TASK TO CARRY OUT
Reproduce the data below in full. Nothing should differ from the original.

SOURCE DATA
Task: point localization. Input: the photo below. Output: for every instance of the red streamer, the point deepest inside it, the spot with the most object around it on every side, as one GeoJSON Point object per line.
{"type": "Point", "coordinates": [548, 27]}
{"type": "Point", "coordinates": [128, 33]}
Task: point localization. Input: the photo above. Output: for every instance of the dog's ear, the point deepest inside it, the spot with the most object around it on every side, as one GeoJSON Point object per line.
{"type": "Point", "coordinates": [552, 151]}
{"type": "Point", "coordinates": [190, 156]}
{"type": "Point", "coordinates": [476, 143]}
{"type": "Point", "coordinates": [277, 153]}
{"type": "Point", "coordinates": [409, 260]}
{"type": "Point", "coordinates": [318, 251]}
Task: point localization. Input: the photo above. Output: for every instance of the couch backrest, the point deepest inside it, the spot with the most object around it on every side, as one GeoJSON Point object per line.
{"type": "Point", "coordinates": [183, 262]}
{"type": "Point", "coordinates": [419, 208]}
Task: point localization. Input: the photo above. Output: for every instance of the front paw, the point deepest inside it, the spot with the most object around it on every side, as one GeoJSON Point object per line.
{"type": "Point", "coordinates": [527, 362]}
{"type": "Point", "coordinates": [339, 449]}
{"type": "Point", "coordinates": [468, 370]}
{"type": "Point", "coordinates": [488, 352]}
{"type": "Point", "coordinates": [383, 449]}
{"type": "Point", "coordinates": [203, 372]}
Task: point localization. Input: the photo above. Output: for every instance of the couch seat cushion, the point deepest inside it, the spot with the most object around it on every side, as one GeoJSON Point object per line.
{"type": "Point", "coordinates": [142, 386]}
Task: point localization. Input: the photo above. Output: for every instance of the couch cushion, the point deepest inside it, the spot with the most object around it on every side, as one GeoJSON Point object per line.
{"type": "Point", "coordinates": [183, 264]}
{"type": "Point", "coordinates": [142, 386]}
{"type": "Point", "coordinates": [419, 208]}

RESULT
Task: point localization. Input: the photo below. Output: for every instance of the red streamer, the point deepest inside it, the spot with the most object around it on every side, as one GeoJSON Point object per line.
{"type": "Point", "coordinates": [548, 27]}
{"type": "Point", "coordinates": [128, 33]}
Task: point localization. Input: the photo above. Output: for every instance of the dog's ear, the point deepest inside it, the spot with the most object around it on every side, as one GeoJSON Point object per line.
{"type": "Point", "coordinates": [552, 151]}
{"type": "Point", "coordinates": [190, 156]}
{"type": "Point", "coordinates": [476, 143]}
{"type": "Point", "coordinates": [277, 153]}
{"type": "Point", "coordinates": [409, 260]}
{"type": "Point", "coordinates": [318, 251]}
Task: point localization. Input: the photo above. Output: for every instance of the couch backrest, the point deepest inside it, the spot with the most object around it on every side, as one GeoJSON Point object per line.
{"type": "Point", "coordinates": [183, 262]}
{"type": "Point", "coordinates": [419, 208]}
Task: point localization. Input: the photo above. Output: for every instance of the front paw, the point deepest inside it, the spot with the most object around it on every side, as one GeoJSON Point object per line.
{"type": "Point", "coordinates": [527, 362]}
{"type": "Point", "coordinates": [339, 449]}
{"type": "Point", "coordinates": [468, 370]}
{"type": "Point", "coordinates": [488, 352]}
{"type": "Point", "coordinates": [383, 449]}
{"type": "Point", "coordinates": [203, 372]}
Task: point localization. Input: the photo above. Output: for every instance of the couch seat cushion, the point deepest inside it, the spot with the most object around it on every side, as one GeoJSON Point object per line.
{"type": "Point", "coordinates": [142, 386]}
Task: point localization. Input: the photo above. Output: for every instance of the couch cushion, the point deepest inside it, the spot with the most object around it on every side, as one GeoJSON Point object per line.
{"type": "Point", "coordinates": [183, 264]}
{"type": "Point", "coordinates": [142, 386]}
{"type": "Point", "coordinates": [419, 208]}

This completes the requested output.